> Description of the task
Which lines below contain the word "with"? Pick out each of them and copy it in full.

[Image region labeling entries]
** start **
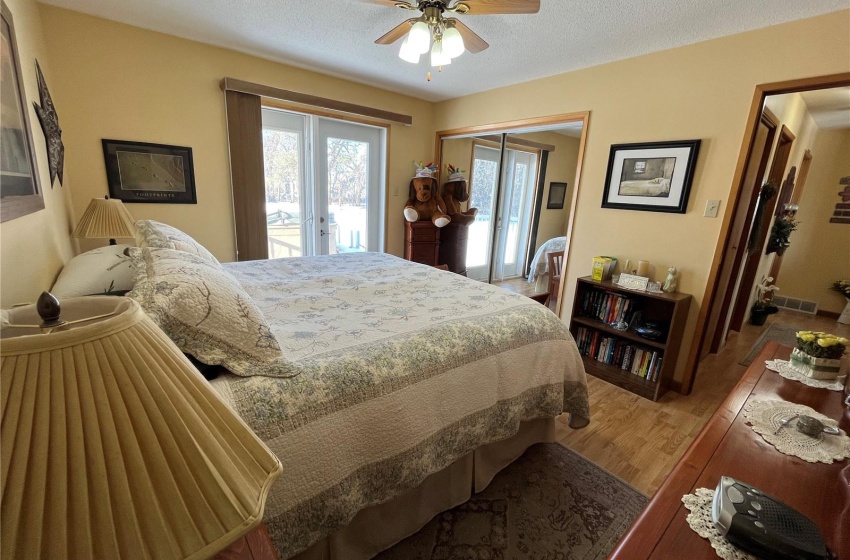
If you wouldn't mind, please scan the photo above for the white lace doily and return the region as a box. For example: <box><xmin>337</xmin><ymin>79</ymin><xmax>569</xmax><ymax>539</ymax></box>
<box><xmin>744</xmin><ymin>400</ymin><xmax>850</xmax><ymax>463</ymax></box>
<box><xmin>682</xmin><ymin>488</ymin><xmax>758</xmax><ymax>560</ymax></box>
<box><xmin>764</xmin><ymin>360</ymin><xmax>844</xmax><ymax>391</ymax></box>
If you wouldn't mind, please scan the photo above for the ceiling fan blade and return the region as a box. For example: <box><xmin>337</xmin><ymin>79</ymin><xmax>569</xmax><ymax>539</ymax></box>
<box><xmin>375</xmin><ymin>18</ymin><xmax>418</xmax><ymax>45</ymax></box>
<box><xmin>451</xmin><ymin>0</ymin><xmax>540</xmax><ymax>16</ymax></box>
<box><xmin>446</xmin><ymin>18</ymin><xmax>490</xmax><ymax>53</ymax></box>
<box><xmin>360</xmin><ymin>0</ymin><xmax>416</xmax><ymax>10</ymax></box>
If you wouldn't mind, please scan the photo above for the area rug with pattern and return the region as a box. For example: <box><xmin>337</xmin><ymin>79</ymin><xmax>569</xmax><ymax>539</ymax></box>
<box><xmin>738</xmin><ymin>323</ymin><xmax>803</xmax><ymax>366</ymax></box>
<box><xmin>377</xmin><ymin>443</ymin><xmax>647</xmax><ymax>560</ymax></box>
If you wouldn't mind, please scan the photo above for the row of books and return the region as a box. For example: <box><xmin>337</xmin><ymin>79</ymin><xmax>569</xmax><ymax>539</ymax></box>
<box><xmin>579</xmin><ymin>290</ymin><xmax>637</xmax><ymax>324</ymax></box>
<box><xmin>576</xmin><ymin>327</ymin><xmax>664</xmax><ymax>381</ymax></box>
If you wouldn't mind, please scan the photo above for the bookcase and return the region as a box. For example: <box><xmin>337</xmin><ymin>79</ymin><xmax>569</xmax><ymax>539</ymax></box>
<box><xmin>570</xmin><ymin>276</ymin><xmax>692</xmax><ymax>401</ymax></box>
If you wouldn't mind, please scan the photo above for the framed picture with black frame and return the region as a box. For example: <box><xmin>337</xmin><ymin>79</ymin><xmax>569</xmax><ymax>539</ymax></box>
<box><xmin>103</xmin><ymin>139</ymin><xmax>198</xmax><ymax>204</ymax></box>
<box><xmin>546</xmin><ymin>181</ymin><xmax>567</xmax><ymax>210</ymax></box>
<box><xmin>602</xmin><ymin>140</ymin><xmax>700</xmax><ymax>214</ymax></box>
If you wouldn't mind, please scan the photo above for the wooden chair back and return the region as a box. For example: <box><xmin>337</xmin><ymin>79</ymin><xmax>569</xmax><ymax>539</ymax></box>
<box><xmin>546</xmin><ymin>251</ymin><xmax>564</xmax><ymax>305</ymax></box>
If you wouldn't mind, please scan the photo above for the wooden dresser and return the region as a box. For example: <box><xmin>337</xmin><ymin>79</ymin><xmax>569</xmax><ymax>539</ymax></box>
<box><xmin>404</xmin><ymin>220</ymin><xmax>440</xmax><ymax>266</ymax></box>
<box><xmin>609</xmin><ymin>342</ymin><xmax>850</xmax><ymax>560</ymax></box>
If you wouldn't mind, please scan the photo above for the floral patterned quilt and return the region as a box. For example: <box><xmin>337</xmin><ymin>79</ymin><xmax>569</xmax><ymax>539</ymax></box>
<box><xmin>212</xmin><ymin>253</ymin><xmax>589</xmax><ymax>558</ymax></box>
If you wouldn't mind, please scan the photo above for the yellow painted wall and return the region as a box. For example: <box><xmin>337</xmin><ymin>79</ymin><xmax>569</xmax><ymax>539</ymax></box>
<box><xmin>777</xmin><ymin>129</ymin><xmax>850</xmax><ymax>313</ymax></box>
<box><xmin>40</xmin><ymin>5</ymin><xmax>435</xmax><ymax>261</ymax></box>
<box><xmin>511</xmin><ymin>132</ymin><xmax>580</xmax><ymax>251</ymax></box>
<box><xmin>0</xmin><ymin>0</ymin><xmax>74</xmax><ymax>308</ymax></box>
<box><xmin>436</xmin><ymin>10</ymin><xmax>850</xmax><ymax>378</ymax></box>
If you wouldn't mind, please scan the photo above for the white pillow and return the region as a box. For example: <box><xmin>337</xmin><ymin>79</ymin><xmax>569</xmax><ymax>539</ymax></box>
<box><xmin>50</xmin><ymin>245</ymin><xmax>133</xmax><ymax>299</ymax></box>
<box><xmin>127</xmin><ymin>248</ymin><xmax>293</xmax><ymax>377</ymax></box>
<box><xmin>136</xmin><ymin>220</ymin><xmax>220</xmax><ymax>265</ymax></box>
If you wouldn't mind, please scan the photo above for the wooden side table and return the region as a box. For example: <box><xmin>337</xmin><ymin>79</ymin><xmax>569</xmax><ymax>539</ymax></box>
<box><xmin>608</xmin><ymin>342</ymin><xmax>850</xmax><ymax>560</ymax></box>
<box><xmin>213</xmin><ymin>523</ymin><xmax>280</xmax><ymax>560</ymax></box>
<box><xmin>404</xmin><ymin>220</ymin><xmax>440</xmax><ymax>266</ymax></box>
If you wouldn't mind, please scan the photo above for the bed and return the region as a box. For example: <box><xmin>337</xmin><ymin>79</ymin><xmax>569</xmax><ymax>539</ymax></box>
<box><xmin>528</xmin><ymin>236</ymin><xmax>567</xmax><ymax>282</ymax></box>
<box><xmin>617</xmin><ymin>177</ymin><xmax>670</xmax><ymax>196</ymax></box>
<box><xmin>111</xmin><ymin>223</ymin><xmax>589</xmax><ymax>560</ymax></box>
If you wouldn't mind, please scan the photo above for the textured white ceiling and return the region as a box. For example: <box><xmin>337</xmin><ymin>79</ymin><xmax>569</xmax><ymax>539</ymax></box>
<box><xmin>801</xmin><ymin>87</ymin><xmax>850</xmax><ymax>128</ymax></box>
<box><xmin>36</xmin><ymin>0</ymin><xmax>850</xmax><ymax>101</ymax></box>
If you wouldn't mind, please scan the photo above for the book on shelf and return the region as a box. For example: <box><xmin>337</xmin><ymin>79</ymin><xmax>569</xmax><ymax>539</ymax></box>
<box><xmin>576</xmin><ymin>327</ymin><xmax>664</xmax><ymax>382</ymax></box>
<box><xmin>579</xmin><ymin>290</ymin><xmax>636</xmax><ymax>324</ymax></box>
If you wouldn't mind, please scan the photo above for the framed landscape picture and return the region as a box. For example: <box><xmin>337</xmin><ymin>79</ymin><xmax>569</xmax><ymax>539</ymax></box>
<box><xmin>103</xmin><ymin>140</ymin><xmax>198</xmax><ymax>204</ymax></box>
<box><xmin>546</xmin><ymin>181</ymin><xmax>567</xmax><ymax>210</ymax></box>
<box><xmin>602</xmin><ymin>140</ymin><xmax>700</xmax><ymax>214</ymax></box>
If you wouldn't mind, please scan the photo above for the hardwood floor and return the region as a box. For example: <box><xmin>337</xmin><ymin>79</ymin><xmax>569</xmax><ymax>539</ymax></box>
<box><xmin>556</xmin><ymin>310</ymin><xmax>850</xmax><ymax>496</ymax></box>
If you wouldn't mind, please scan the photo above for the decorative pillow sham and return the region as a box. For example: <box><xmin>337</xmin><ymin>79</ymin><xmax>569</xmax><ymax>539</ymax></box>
<box><xmin>50</xmin><ymin>245</ymin><xmax>133</xmax><ymax>299</ymax></box>
<box><xmin>136</xmin><ymin>220</ymin><xmax>220</xmax><ymax>265</ymax></box>
<box><xmin>127</xmin><ymin>248</ymin><xmax>291</xmax><ymax>377</ymax></box>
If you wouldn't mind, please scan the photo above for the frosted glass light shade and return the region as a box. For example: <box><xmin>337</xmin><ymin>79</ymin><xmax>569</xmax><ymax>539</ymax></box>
<box><xmin>431</xmin><ymin>41</ymin><xmax>452</xmax><ymax>66</ymax></box>
<box><xmin>443</xmin><ymin>27</ymin><xmax>466</xmax><ymax>58</ymax></box>
<box><xmin>0</xmin><ymin>296</ymin><xmax>281</xmax><ymax>560</ymax></box>
<box><xmin>74</xmin><ymin>198</ymin><xmax>136</xmax><ymax>239</ymax></box>
<box><xmin>407</xmin><ymin>21</ymin><xmax>431</xmax><ymax>54</ymax></box>
<box><xmin>398</xmin><ymin>34</ymin><xmax>419</xmax><ymax>64</ymax></box>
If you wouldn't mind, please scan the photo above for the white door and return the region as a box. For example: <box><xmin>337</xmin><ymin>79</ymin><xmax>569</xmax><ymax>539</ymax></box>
<box><xmin>316</xmin><ymin>118</ymin><xmax>385</xmax><ymax>255</ymax></box>
<box><xmin>493</xmin><ymin>149</ymin><xmax>537</xmax><ymax>280</ymax></box>
<box><xmin>263</xmin><ymin>109</ymin><xmax>314</xmax><ymax>259</ymax></box>
<box><xmin>466</xmin><ymin>144</ymin><xmax>499</xmax><ymax>282</ymax></box>
<box><xmin>263</xmin><ymin>108</ymin><xmax>386</xmax><ymax>258</ymax></box>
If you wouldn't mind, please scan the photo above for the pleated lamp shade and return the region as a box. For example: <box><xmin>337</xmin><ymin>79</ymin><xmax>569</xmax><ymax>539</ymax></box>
<box><xmin>0</xmin><ymin>296</ymin><xmax>281</xmax><ymax>560</ymax></box>
<box><xmin>74</xmin><ymin>197</ymin><xmax>136</xmax><ymax>239</ymax></box>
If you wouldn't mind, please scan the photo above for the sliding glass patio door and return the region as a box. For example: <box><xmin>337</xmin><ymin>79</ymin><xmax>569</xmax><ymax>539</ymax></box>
<box><xmin>466</xmin><ymin>140</ymin><xmax>537</xmax><ymax>282</ymax></box>
<box><xmin>263</xmin><ymin>108</ymin><xmax>386</xmax><ymax>258</ymax></box>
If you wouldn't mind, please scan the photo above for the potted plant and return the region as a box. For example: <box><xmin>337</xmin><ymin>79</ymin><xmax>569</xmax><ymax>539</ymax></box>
<box><xmin>791</xmin><ymin>331</ymin><xmax>850</xmax><ymax>380</ymax></box>
<box><xmin>832</xmin><ymin>280</ymin><xmax>850</xmax><ymax>325</ymax></box>
<box><xmin>750</xmin><ymin>276</ymin><xmax>779</xmax><ymax>326</ymax></box>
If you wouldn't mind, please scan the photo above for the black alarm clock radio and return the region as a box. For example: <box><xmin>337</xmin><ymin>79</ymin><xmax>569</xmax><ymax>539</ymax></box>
<box><xmin>711</xmin><ymin>476</ymin><xmax>829</xmax><ymax>560</ymax></box>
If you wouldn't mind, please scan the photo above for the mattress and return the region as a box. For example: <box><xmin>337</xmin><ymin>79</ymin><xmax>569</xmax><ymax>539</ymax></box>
<box><xmin>212</xmin><ymin>253</ymin><xmax>589</xmax><ymax>558</ymax></box>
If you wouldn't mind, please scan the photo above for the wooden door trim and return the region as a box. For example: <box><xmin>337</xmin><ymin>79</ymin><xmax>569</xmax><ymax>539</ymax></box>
<box><xmin>700</xmin><ymin>107</ymin><xmax>779</xmax><ymax>359</ymax></box>
<box><xmin>682</xmin><ymin>72</ymin><xmax>850</xmax><ymax>394</ymax></box>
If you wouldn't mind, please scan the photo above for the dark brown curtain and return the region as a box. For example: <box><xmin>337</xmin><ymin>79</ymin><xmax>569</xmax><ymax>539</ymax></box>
<box><xmin>225</xmin><ymin>91</ymin><xmax>269</xmax><ymax>261</ymax></box>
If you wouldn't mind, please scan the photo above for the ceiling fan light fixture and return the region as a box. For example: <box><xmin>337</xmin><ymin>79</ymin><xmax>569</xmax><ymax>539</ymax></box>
<box><xmin>405</xmin><ymin>21</ymin><xmax>431</xmax><ymax>54</ymax></box>
<box><xmin>398</xmin><ymin>35</ymin><xmax>419</xmax><ymax>64</ymax></box>
<box><xmin>431</xmin><ymin>40</ymin><xmax>452</xmax><ymax>66</ymax></box>
<box><xmin>442</xmin><ymin>26</ymin><xmax>466</xmax><ymax>58</ymax></box>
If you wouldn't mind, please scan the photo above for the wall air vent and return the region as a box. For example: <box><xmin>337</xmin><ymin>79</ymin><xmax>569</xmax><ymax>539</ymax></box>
<box><xmin>771</xmin><ymin>295</ymin><xmax>818</xmax><ymax>315</ymax></box>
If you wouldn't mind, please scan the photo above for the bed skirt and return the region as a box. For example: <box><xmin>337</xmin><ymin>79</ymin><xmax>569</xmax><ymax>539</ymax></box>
<box><xmin>291</xmin><ymin>418</ymin><xmax>555</xmax><ymax>560</ymax></box>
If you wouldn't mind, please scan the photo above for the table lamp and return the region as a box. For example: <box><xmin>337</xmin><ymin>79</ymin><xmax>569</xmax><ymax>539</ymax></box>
<box><xmin>0</xmin><ymin>294</ymin><xmax>281</xmax><ymax>560</ymax></box>
<box><xmin>74</xmin><ymin>196</ymin><xmax>136</xmax><ymax>245</ymax></box>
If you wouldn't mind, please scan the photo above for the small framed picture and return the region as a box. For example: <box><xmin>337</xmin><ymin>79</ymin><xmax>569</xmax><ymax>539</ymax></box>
<box><xmin>103</xmin><ymin>139</ymin><xmax>198</xmax><ymax>204</ymax></box>
<box><xmin>546</xmin><ymin>181</ymin><xmax>567</xmax><ymax>210</ymax></box>
<box><xmin>602</xmin><ymin>140</ymin><xmax>700</xmax><ymax>214</ymax></box>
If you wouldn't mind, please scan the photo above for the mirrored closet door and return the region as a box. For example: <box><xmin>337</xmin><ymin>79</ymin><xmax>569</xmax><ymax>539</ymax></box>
<box><xmin>437</xmin><ymin>117</ymin><xmax>587</xmax><ymax>298</ymax></box>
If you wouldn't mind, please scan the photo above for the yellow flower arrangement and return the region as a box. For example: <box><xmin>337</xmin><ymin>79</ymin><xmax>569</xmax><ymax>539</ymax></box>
<box><xmin>796</xmin><ymin>331</ymin><xmax>850</xmax><ymax>360</ymax></box>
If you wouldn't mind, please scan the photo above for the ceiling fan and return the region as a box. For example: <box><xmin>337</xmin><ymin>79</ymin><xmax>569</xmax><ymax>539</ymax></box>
<box><xmin>369</xmin><ymin>0</ymin><xmax>540</xmax><ymax>70</ymax></box>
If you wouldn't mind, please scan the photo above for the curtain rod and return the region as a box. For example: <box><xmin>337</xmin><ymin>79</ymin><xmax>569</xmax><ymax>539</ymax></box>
<box><xmin>221</xmin><ymin>78</ymin><xmax>413</xmax><ymax>126</ymax></box>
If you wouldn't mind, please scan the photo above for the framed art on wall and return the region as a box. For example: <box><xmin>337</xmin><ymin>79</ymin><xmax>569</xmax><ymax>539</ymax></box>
<box><xmin>546</xmin><ymin>181</ymin><xmax>567</xmax><ymax>210</ymax></box>
<box><xmin>602</xmin><ymin>140</ymin><xmax>700</xmax><ymax>214</ymax></box>
<box><xmin>103</xmin><ymin>139</ymin><xmax>198</xmax><ymax>204</ymax></box>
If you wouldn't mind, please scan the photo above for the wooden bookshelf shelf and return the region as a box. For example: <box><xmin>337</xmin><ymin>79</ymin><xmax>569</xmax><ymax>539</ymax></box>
<box><xmin>570</xmin><ymin>276</ymin><xmax>692</xmax><ymax>401</ymax></box>
<box><xmin>573</xmin><ymin>316</ymin><xmax>667</xmax><ymax>350</ymax></box>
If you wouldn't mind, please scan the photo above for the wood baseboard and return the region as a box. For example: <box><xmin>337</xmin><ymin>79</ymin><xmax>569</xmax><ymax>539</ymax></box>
<box><xmin>817</xmin><ymin>309</ymin><xmax>841</xmax><ymax>319</ymax></box>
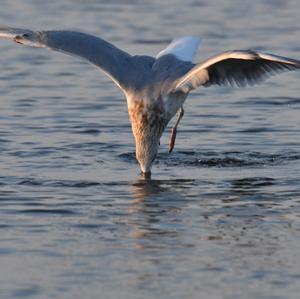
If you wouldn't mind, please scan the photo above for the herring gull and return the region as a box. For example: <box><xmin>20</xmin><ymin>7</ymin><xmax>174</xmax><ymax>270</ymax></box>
<box><xmin>0</xmin><ymin>28</ymin><xmax>300</xmax><ymax>175</ymax></box>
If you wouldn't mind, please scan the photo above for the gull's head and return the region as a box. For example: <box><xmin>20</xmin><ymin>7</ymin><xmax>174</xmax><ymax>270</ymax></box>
<box><xmin>136</xmin><ymin>135</ymin><xmax>159</xmax><ymax>175</ymax></box>
<box><xmin>13</xmin><ymin>30</ymin><xmax>41</xmax><ymax>48</ymax></box>
<box><xmin>128</xmin><ymin>99</ymin><xmax>166</xmax><ymax>175</ymax></box>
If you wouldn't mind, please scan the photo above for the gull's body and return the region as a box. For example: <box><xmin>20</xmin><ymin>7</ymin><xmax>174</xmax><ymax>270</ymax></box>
<box><xmin>0</xmin><ymin>28</ymin><xmax>300</xmax><ymax>173</ymax></box>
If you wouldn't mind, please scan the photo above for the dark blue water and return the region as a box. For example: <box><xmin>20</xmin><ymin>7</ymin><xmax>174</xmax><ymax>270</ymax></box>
<box><xmin>0</xmin><ymin>0</ymin><xmax>300</xmax><ymax>299</ymax></box>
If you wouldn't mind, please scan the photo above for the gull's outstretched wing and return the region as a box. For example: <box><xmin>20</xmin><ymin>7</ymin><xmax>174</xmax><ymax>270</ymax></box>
<box><xmin>175</xmin><ymin>50</ymin><xmax>300</xmax><ymax>93</ymax></box>
<box><xmin>0</xmin><ymin>28</ymin><xmax>132</xmax><ymax>89</ymax></box>
<box><xmin>156</xmin><ymin>36</ymin><xmax>200</xmax><ymax>61</ymax></box>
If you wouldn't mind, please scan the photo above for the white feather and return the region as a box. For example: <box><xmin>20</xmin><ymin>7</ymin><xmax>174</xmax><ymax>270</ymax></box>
<box><xmin>156</xmin><ymin>36</ymin><xmax>200</xmax><ymax>61</ymax></box>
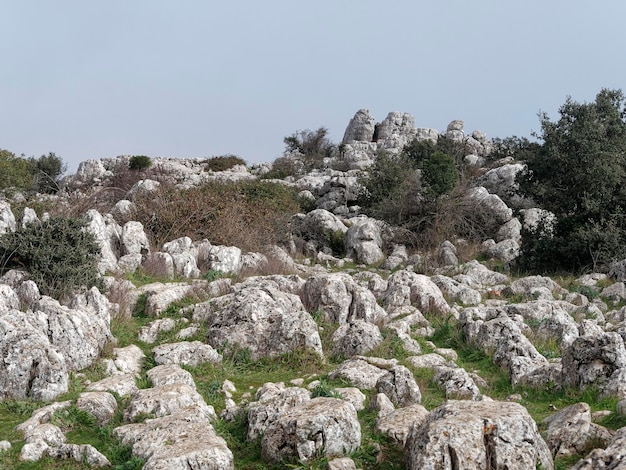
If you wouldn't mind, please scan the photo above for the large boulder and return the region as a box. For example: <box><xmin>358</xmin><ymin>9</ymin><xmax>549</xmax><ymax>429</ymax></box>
** end **
> Solution to the problem
If you wouldn't mind, please scan the photo above for the area rug with pattern and return the region as a box. For example: <box><xmin>337</xmin><ymin>79</ymin><xmax>569</xmax><ymax>539</ymax></box>
If you wouldn't mind, please scan the photo above for the framed picture with black frame and return the region as a box. For example: <box><xmin>337</xmin><ymin>79</ymin><xmax>569</xmax><ymax>539</ymax></box>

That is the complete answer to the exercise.